* _Arbeitsauftrag 1_
Stimmen die Aussagen (a) bis (c) mit dem Textauszug über Alexander Khmara überein? Beantworte jede mit Ja oder Nein und zitiere die entscheidenden Worte wörtlich: (a) Khmara wurde in Kiew geboren. (b) Seine Mutter hatte lange in Israel gelebt. (c) Khmara studierte in Kiew und Budapest.
* _Arbeitsauftrag 2_
Filtere aus der Auflistung jede Zeile heraus, die das Wort „white“ enthält, wobei Groß- und Kleinschreibung zu beachten ist.

* _Textauszug_
-- -- --

Kiew

Tefillin im Schützengraben

Alexander Khmara ist Hauptmann in Ukraines Streitkräften und versucht, auch im Krieg observant zu leben. Ein Porträt

von Michael Gold  22.08.2023 07:25 Uhr

Hauptmann Alexander Khmara (34) Foto: privat

Alexander Khmara ist Hauptmann in Ukraines Streitkräften und versucht, auch im Krieg observant zu leben. Ein Porträt

von Michael Gold  22.08.2023 07:25 Uhr

Unter den Soldaten, die seit anderthalb Jahren die Ukraine gegen die russischen Truppen verteidigen, gibt es auch etliche Juden. Einer von ihnen ist der 34-jährige Alexander Khmara. Er wurde in Chust, einer Stadt in Transkarpatien nahe der rumänischen Grenze, geboren, studierte in Kiew und Budapest und machte Abschlüsse als Systemprogrammierer und Spezialist für Projektmanagement.

Vor sieben Jahren, erzählt er, habe er angefangen, den Rat seiner Mutter zu befolgen. Sie hatte lange in Israel gelebt und sagte zu ihm, das Judentum biete Antworten auf alles. Von da an besuchte er Kurse bei einem Rabbiner, studierte die Halacha und bemüht sich, die Gebote zu halten.

-- -- --

* _Die Auflistung_
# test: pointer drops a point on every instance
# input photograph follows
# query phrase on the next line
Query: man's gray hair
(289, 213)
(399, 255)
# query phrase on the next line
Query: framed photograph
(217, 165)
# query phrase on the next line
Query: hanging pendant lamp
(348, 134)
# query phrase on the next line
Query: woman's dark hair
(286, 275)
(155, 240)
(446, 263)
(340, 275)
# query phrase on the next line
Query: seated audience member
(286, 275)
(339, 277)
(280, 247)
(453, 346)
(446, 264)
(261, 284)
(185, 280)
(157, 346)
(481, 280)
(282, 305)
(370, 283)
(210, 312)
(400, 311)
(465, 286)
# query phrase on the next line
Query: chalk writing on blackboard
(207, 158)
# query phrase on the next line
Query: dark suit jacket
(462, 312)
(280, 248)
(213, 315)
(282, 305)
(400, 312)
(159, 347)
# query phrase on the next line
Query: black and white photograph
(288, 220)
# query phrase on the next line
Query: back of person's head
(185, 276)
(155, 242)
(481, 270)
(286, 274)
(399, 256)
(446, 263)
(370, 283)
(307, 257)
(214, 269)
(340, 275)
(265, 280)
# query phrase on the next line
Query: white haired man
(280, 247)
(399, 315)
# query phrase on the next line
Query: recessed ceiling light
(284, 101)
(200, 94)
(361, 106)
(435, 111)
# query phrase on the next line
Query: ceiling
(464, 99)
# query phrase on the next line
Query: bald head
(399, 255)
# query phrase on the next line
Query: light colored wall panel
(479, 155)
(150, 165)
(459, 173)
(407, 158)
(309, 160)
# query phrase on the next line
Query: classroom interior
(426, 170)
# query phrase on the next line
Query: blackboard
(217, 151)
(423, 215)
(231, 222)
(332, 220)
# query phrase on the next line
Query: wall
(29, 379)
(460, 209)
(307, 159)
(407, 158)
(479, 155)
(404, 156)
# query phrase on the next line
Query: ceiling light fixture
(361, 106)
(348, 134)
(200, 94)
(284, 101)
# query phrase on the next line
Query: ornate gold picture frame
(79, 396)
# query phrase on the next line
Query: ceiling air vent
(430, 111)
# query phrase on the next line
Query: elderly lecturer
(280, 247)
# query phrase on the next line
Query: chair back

-- -- --

* _Lösung 1_
(a) Nein: „Er wurde in Chust, einer Stadt in Transkarpatien nahe der rumänischen Grenze, geboren“
(b) Ja: „Sie hatte lange in Israel gelebt“
(c) Ja: „studierte in Kiew und Budapest“

* _Lösung 2_
Query: black and white photograph
Query: white haired man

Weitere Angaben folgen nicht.